* Exercise *
What is asked for is the whole listing, given again word for word.

* Records for processing *
* * * * * * * * *

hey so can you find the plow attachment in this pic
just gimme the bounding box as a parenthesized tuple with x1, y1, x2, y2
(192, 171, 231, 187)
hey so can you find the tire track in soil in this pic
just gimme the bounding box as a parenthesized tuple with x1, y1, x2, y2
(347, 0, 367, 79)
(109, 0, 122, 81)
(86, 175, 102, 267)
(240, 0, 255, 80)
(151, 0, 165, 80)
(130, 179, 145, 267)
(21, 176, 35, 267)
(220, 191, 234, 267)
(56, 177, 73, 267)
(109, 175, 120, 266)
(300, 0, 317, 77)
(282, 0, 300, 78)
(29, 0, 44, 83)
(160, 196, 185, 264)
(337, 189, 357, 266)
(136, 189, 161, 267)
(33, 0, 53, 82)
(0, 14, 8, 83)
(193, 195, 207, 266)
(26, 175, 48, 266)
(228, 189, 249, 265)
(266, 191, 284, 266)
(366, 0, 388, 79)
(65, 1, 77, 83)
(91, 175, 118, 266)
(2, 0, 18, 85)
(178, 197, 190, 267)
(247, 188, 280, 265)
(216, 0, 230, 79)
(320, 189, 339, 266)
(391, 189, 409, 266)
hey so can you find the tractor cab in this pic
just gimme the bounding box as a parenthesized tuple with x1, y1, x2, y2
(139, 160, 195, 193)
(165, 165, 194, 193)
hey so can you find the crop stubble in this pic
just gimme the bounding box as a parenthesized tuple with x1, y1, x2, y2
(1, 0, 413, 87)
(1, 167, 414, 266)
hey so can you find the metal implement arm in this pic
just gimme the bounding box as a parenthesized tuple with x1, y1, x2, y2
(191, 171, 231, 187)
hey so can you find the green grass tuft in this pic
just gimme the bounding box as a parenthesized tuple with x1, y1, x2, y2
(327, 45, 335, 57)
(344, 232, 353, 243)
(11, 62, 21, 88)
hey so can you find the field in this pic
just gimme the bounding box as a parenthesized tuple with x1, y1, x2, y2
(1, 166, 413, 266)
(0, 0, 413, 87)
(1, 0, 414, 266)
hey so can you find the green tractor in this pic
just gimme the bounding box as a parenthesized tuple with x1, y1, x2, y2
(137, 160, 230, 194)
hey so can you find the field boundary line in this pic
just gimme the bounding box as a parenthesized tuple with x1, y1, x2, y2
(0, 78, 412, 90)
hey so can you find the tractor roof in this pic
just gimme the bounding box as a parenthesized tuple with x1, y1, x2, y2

* * * * * * * * *

* Answer section *
hey so can you find the plow attachment in this pic
just gimme the bounding box as a parenthesized tuple with x1, y1, x2, y2
(192, 171, 231, 187)
hey so can you find the tire track in soil in this pic
just gimme the bounding box as a parenthesized tuple with x1, y1, x2, y2
(347, 0, 367, 79)
(109, 0, 122, 81)
(86, 175, 102, 267)
(240, 0, 255, 80)
(151, 0, 165, 80)
(130, 179, 145, 267)
(21, 176, 35, 267)
(220, 191, 234, 267)
(56, 177, 73, 267)
(109, 175, 120, 266)
(300, 0, 317, 77)
(282, 0, 300, 78)
(29, 0, 44, 83)
(160, 196, 185, 264)
(337, 189, 357, 266)
(136, 189, 161, 267)
(33, 0, 53, 82)
(0, 14, 8, 83)
(193, 195, 207, 266)
(26, 175, 48, 266)
(228, 189, 249, 265)
(266, 191, 284, 266)
(366, 0, 388, 79)
(65, 1, 77, 83)
(91, 175, 118, 266)
(2, 0, 18, 85)
(178, 197, 190, 267)
(247, 188, 280, 265)
(216, 0, 230, 79)
(320, 189, 339, 266)
(391, 189, 409, 266)
hey so can you find the tractor cab in this pic
just gimme the bounding box as a parenthesized tuple with x1, y1, x2, y2
(139, 160, 195, 193)
(165, 165, 194, 193)
hey so can you find the crop stubble in this pic
just gimme the bounding box as a parenthesized tuple with x1, y1, x2, y2
(1, 0, 413, 87)
(1, 167, 414, 266)
hey so can you find the metal implement arm in this pic
just gimme the bounding box as a parenthesized tuple with x1, y1, x2, y2
(191, 171, 231, 187)
hey so can you find the green grass tuft in this pic
just gimme the bounding box as a parenthesized tuple with x1, y1, x2, y2
(327, 45, 335, 57)
(344, 232, 353, 243)
(11, 62, 21, 88)
hey so can you find the field in this pic
just gimme the bounding box as a parenthesized tuple with x1, y1, x2, y2
(1, 166, 413, 266)
(0, 0, 413, 87)
(1, 0, 414, 266)
hey so can you find the green tractor in this pic
just gimme the bounding box as a parenthesized tuple with x1, y1, x2, y2
(137, 160, 230, 194)
hey so can you find the field boundary line in this pic
just gimme the bounding box as a parenthesized tuple with x1, y1, x2, y2
(0, 78, 412, 90)
hey so can you find the tractor roof in this pic
just gimme the bounding box as a parenthesized tuple with x1, y1, x2, y2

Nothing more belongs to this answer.